:: PROBLEM TO WORK ON ::
Across the entries below, how many lines have the word "side" in them? Respond with only the number.

:: Records drawn from a dataset ::
—————

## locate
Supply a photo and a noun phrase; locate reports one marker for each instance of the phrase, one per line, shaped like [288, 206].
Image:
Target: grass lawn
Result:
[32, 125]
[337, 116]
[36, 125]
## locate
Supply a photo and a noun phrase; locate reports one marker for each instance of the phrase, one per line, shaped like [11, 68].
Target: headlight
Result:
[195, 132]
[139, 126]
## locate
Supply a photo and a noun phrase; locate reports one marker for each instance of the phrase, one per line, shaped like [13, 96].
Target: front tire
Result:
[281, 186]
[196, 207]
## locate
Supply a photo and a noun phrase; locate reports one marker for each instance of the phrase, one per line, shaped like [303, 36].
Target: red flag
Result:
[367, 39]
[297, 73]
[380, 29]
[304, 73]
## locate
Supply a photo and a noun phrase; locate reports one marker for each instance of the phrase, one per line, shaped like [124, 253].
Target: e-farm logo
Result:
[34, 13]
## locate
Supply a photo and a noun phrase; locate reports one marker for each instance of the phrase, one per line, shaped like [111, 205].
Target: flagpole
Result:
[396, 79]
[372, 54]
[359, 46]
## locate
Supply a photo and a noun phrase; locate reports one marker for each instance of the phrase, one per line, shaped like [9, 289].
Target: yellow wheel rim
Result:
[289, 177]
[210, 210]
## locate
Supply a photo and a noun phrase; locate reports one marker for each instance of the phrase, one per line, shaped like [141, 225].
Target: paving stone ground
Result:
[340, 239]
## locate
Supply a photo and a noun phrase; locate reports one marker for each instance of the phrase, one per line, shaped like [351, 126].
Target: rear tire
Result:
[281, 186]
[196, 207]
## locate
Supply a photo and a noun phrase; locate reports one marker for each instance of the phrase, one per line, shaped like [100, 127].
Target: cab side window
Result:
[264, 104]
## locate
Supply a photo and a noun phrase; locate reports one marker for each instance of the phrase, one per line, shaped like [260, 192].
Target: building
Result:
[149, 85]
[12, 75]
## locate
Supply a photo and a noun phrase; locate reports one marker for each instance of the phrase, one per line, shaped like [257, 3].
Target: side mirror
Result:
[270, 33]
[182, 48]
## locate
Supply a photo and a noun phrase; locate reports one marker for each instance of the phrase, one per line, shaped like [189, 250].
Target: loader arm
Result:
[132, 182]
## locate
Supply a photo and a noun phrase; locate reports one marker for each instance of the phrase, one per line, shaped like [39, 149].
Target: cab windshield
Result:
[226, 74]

—————

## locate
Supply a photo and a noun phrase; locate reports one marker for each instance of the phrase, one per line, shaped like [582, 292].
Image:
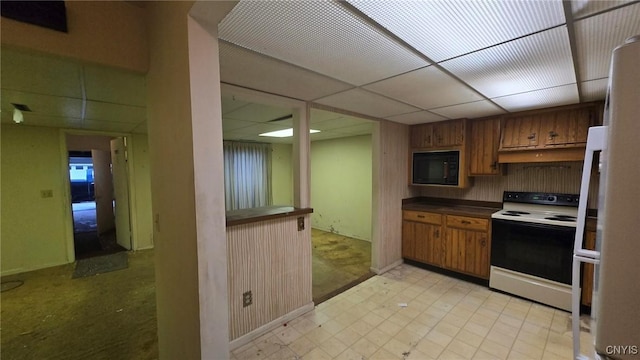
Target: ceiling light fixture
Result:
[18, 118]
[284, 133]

—————

:: EXERCISE RESPONSE ::
2